## Directions:
Please copy out every line of the data word for word.

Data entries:
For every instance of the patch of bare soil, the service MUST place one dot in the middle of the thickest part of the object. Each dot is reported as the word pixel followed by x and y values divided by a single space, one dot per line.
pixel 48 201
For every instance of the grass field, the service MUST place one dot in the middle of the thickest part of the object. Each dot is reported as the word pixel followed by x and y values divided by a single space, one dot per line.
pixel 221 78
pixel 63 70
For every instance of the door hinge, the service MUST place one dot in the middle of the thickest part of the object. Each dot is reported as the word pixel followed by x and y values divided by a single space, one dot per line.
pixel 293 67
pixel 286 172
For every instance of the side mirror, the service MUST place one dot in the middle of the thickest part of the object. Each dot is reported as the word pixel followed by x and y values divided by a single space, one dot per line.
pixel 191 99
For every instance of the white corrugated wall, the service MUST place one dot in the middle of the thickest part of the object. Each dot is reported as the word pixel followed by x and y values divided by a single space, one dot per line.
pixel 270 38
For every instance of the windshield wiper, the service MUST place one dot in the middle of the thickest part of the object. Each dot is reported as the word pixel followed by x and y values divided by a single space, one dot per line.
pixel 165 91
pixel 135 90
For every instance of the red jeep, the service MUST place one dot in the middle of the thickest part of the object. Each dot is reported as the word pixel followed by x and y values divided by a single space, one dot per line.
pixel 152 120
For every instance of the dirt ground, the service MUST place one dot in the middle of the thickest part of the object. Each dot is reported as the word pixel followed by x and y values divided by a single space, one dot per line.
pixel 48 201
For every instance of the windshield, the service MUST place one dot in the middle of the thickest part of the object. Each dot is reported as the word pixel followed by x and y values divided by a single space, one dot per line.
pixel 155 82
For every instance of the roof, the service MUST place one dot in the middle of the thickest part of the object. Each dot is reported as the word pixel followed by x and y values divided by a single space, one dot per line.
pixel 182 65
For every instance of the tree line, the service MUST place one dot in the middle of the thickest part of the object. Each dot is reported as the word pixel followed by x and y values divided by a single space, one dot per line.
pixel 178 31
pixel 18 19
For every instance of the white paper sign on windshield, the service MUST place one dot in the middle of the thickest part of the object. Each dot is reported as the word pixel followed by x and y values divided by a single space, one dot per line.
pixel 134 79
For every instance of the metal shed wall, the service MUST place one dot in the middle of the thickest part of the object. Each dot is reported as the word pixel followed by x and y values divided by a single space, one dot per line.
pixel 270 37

## Result:
For every instance of the patch of bare soil, the service MUST place one dot in the middle of the thickest part of the object. Each dot is reported as the word pixel followed by x and y values divided by a single space, one dot per line.
pixel 48 201
For every instance of the grass field, the service MUST place one dot in the middle of the thickest part of the object. Each dot is reported as the word pixel followed by x and y values divided by a single space, one dot per line.
pixel 221 78
pixel 63 70
For every instance of the door hinge, the service MUST place one dot in the middle of the thickest part of the object. Each dot is reported as the word pixel followed by x and y values divided by a single space, one dot per line.
pixel 293 67
pixel 286 172
For every instance of the side mirror, the service MUST place one dot in the middle of the thickest part of the object. Each dot is reported as the word pixel followed by x and y values divided by a single space, one dot per line.
pixel 191 99
For every instance of the white corrugated wall, the service MUST place one dot in the middle of the thickest part of the object. Each dot is reported as the word pixel followed by x and y values divided by a single space, one dot per line.
pixel 270 38
For every instance of the windshield wiper, the service MUST place one dot in the middle of the thickest part of the object. Each dot is reported as the word pixel followed by x and y values divided by a single space, one dot per line.
pixel 165 91
pixel 135 90
For every instance of the red jeep, the service MUST place one dot in the middle of the thickest part of the object. Each dot is reported as the word pixel followed by x and y values divided by a single space, one dot per line.
pixel 152 120
For every instance of the dirt ground, the service MUST place one dot in the middle of the thickest part of the object. Each dot is reported as the word pixel followed by x and y values divided by a single space, one dot per line.
pixel 48 201
For every instance of the windshield, the service MUST place one dot in the middle of the thickest part of the object. Each dot is reported as the word pixel followed by x and y values divided by a single space, one dot per line.
pixel 155 82
For every instance of the roof, the service MUST place one dot in the middle of the thickest part of the object. Each dot is reported as the word pixel followed by x and y values divided by a single space, one dot per line.
pixel 182 65
For every instance of the tree line, the service MUST place one dot in the middle of the thickest part of the object. Each dot is reported as the word pixel followed by x and y values divided by a single space, one dot per line.
pixel 178 31
pixel 18 19
For every instance of the white paper sign on windshield, the service MUST place one dot in the middle of the thickest part of the object. Each dot is reported as the word pixel followed by x and y values divided by a single space, one dot per line.
pixel 134 79
For every instance of the metal shed wall, the service MUST place one dot in the middle of the thickest part of the object. Each dot is reported as the word pixel followed by x and y values divided by a single space, one dot per line.
pixel 270 37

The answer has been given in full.